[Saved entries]

_____

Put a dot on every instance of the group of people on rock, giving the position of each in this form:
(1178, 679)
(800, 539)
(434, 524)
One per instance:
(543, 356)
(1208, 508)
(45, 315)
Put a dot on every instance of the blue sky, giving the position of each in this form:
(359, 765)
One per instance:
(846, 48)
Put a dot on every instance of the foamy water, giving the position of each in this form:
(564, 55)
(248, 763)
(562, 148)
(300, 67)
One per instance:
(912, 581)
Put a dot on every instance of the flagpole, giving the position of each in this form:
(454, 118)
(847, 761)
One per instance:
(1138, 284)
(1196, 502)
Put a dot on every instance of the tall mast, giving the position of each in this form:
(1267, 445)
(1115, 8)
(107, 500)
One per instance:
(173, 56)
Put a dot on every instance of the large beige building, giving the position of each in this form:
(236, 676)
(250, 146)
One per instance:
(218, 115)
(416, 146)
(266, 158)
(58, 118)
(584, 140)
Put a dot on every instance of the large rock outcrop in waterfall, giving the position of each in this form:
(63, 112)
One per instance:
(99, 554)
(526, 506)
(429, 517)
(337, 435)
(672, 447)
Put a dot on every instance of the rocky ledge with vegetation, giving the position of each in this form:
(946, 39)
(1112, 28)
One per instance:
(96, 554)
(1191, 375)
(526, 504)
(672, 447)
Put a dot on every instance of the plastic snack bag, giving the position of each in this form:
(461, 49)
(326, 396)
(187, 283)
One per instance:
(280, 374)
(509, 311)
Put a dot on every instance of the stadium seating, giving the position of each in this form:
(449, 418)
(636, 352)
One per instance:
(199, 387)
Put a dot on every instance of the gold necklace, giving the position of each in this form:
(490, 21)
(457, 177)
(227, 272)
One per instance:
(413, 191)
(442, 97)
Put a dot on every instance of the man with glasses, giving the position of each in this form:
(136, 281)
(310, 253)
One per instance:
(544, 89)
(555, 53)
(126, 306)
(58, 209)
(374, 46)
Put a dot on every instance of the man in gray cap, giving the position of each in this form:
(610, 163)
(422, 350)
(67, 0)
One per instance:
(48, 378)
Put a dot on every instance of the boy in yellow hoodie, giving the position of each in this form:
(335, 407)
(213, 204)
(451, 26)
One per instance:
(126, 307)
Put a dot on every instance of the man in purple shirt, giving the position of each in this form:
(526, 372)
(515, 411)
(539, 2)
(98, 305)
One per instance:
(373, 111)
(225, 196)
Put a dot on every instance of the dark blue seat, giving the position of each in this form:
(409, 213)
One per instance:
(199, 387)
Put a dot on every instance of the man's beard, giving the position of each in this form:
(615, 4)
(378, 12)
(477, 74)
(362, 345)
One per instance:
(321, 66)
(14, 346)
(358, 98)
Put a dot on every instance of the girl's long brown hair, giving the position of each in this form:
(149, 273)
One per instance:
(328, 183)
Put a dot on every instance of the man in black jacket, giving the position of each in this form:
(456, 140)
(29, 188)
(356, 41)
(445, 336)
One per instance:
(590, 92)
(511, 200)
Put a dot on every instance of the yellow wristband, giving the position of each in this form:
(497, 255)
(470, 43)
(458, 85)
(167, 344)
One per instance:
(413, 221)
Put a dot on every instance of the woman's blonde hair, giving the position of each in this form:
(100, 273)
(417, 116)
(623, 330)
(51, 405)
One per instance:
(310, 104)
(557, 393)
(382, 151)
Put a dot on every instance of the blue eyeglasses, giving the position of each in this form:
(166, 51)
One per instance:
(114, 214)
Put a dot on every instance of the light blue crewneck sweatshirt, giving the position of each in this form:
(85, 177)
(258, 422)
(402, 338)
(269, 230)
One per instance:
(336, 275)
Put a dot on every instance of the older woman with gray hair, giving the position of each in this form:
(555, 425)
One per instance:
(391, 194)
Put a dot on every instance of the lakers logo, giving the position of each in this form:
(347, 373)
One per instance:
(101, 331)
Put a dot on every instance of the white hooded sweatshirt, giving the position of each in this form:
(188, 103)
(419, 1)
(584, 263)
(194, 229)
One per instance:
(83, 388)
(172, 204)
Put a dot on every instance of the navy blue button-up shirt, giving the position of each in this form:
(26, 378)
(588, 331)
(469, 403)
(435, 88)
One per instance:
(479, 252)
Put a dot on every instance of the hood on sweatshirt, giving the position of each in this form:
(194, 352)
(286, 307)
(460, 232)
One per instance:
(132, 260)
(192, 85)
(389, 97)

_____

*What the task asks:* Going through the entries, return every line holding the word "large".

*Response:*
Put a dot on every instance of the large beige building, giving the position of each in this form:
Put a dot on every instance of the large rock outcrop in waterfall, giving the position of each in this form:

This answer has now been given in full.